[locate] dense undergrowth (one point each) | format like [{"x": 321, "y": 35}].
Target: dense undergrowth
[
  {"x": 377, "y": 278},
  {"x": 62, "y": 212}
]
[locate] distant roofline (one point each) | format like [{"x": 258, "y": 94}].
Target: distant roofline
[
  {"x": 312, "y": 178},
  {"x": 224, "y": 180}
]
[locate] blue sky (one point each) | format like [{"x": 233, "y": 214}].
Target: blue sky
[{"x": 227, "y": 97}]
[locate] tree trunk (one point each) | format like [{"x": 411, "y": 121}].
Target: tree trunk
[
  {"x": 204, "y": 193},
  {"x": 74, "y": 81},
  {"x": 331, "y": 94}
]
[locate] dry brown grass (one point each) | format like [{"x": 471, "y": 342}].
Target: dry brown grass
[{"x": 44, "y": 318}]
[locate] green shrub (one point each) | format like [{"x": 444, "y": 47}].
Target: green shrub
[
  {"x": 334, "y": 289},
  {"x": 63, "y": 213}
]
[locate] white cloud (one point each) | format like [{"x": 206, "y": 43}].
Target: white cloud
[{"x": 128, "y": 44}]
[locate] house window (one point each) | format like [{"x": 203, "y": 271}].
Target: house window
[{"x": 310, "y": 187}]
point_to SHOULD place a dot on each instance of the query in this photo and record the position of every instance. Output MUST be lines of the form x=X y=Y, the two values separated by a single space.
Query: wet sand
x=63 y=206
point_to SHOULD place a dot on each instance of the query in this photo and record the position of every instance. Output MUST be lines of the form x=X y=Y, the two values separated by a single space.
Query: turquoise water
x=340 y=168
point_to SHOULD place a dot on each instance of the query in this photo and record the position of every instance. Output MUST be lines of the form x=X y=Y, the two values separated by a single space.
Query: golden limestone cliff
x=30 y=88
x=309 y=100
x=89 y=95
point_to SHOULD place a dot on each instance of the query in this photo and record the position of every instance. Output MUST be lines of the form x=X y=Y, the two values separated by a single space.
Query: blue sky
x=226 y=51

◆ Goal: Rewrite every entry above, replacing each occurrence of "Target" with "Object" and leaving everything else as it is.

◆ Solution to this task:
[locate] dense undergrowth (one point each) | format like [{"x": 321, "y": 35}].
Object: dense undergrowth
[
  {"x": 377, "y": 278},
  {"x": 62, "y": 212}
]
[locate] distant roofline (one point each) | format like [{"x": 258, "y": 94}].
Object: distant roofline
[
  {"x": 312, "y": 178},
  {"x": 224, "y": 180}
]
[locate] blue sky (one point each) | format like [{"x": 233, "y": 214}].
Object: blue sky
[{"x": 227, "y": 97}]
[locate] tree trunk (one point each) | format like [{"x": 411, "y": 121}].
Object: tree trunk
[
  {"x": 204, "y": 193},
  {"x": 74, "y": 81},
  {"x": 331, "y": 94}
]
[locate] dry brown grass (one point each) | format like [{"x": 471, "y": 342}].
Object: dry brown grass
[{"x": 44, "y": 318}]
[locate] green shrub (one point each) | format like [{"x": 444, "y": 47}].
Object: green shrub
[
  {"x": 334, "y": 289},
  {"x": 63, "y": 213}
]
[locate] white cloud (one point each) | format like [{"x": 206, "y": 43}].
Object: white cloud
[{"x": 128, "y": 44}]
[locate] house window (one point each) | format like [{"x": 203, "y": 271}].
Object: house window
[{"x": 310, "y": 187}]
point_to SHOULD place a dot on each instance of the query in this photo and record the position of every instance. Output MUST be lines of the form x=X y=Y, the two values separated by a single space.
Query: wet sand
x=63 y=206
point_to SHOULD place a dot on each instance of the query in this photo and record the position of every instance. Output MUST be lines of the form x=X y=Y, the two values separated by a single space.
Query: turquoise water
x=340 y=168
point_to SHOULD place a dot on each instance of the query in this photo and record the position of every instance. Output MUST be lines of the form x=X y=Y, the two values separated by a single space.
Query: golden limestone cliff
x=30 y=88
x=309 y=100
x=89 y=95
point_to SHOULD place a dot on each instance of the query in this photo and record the position of every instance. Output MUST be lines of the form x=X y=Y, the two values separated by a single space.
Query: blue sky
x=226 y=51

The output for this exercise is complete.